◆ Work required: Across the data below, how many lines have the word "rear" in them? Give the number and nothing else.

(Extracted data entries)
* * * *
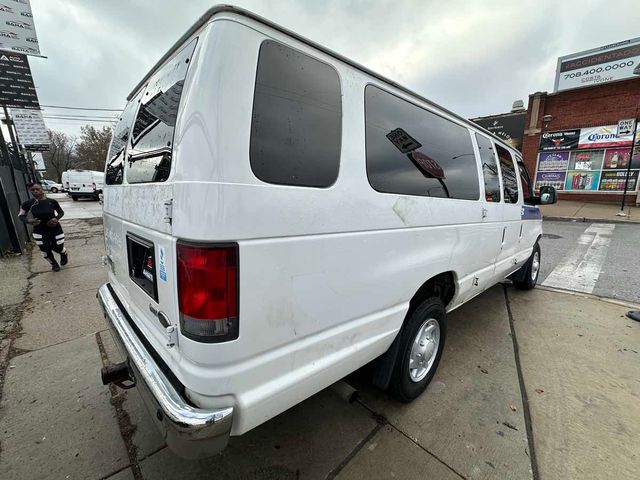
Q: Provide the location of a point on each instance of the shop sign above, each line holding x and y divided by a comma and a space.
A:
605, 136
564, 140
582, 181
614, 181
606, 64
551, 179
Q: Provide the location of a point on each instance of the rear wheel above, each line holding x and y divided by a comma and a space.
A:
421, 344
531, 271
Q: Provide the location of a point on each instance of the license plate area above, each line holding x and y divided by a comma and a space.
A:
142, 264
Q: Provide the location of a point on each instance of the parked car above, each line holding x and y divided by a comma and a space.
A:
276, 216
51, 186
83, 183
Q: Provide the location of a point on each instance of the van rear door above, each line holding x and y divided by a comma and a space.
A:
137, 200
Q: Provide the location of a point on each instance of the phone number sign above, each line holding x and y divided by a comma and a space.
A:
607, 64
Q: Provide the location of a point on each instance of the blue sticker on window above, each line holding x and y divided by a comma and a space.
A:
163, 268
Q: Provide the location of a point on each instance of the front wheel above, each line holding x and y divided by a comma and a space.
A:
421, 344
531, 271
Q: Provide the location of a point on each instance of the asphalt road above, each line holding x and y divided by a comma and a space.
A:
611, 254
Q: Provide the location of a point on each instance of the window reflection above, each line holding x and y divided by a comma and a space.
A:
440, 161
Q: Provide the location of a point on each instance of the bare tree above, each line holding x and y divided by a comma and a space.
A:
93, 146
61, 155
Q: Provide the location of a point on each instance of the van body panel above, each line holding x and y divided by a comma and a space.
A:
326, 275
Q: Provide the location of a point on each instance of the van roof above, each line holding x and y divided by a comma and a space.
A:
246, 13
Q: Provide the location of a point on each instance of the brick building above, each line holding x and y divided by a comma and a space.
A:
586, 172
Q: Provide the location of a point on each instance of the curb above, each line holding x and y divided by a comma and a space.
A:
589, 220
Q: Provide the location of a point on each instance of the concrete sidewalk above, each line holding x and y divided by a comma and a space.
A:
567, 210
564, 406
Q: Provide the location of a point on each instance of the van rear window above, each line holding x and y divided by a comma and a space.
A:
297, 119
151, 144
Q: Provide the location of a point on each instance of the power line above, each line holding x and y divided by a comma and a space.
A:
81, 108
104, 117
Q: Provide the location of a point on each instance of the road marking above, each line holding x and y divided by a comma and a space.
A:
579, 271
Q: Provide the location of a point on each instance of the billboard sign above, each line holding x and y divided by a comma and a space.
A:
32, 133
564, 140
16, 84
17, 30
509, 127
605, 136
599, 65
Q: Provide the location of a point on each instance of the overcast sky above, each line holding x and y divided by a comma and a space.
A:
473, 57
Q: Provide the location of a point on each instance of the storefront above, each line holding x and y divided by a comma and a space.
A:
579, 138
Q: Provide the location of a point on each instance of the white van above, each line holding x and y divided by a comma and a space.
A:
83, 183
277, 216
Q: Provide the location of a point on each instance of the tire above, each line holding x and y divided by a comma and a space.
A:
428, 320
531, 271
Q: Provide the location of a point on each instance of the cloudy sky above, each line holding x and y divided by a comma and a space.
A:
473, 57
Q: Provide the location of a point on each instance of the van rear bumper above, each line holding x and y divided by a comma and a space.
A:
190, 432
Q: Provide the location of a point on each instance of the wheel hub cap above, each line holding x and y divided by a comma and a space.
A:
424, 349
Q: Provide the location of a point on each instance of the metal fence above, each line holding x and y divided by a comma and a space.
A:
14, 235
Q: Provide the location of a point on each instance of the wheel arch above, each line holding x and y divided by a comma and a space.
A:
442, 286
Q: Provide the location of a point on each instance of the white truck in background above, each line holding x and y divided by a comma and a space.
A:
83, 183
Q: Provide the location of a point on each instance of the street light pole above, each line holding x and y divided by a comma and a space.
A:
626, 180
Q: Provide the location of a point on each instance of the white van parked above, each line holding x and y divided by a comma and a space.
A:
83, 183
277, 216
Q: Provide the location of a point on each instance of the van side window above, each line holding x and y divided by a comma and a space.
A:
297, 119
524, 180
115, 159
413, 151
509, 180
489, 169
151, 144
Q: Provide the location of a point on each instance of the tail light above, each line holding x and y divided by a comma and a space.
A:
208, 292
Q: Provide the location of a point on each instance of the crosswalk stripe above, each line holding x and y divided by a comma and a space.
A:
580, 269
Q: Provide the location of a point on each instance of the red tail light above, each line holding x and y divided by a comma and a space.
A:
208, 292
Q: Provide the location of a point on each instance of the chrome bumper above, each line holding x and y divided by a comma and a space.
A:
190, 432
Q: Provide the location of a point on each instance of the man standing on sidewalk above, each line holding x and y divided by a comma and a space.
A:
45, 218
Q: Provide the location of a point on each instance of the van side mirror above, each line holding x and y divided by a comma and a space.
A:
547, 196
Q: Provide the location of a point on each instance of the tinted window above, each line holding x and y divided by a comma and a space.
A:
115, 159
489, 169
297, 117
149, 154
509, 180
415, 152
524, 180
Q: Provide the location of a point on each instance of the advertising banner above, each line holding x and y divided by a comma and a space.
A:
565, 140
32, 132
599, 65
614, 181
17, 30
16, 84
551, 179
553, 162
585, 181
509, 127
616, 158
605, 136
* * * *
◆ Solution to this problem: 4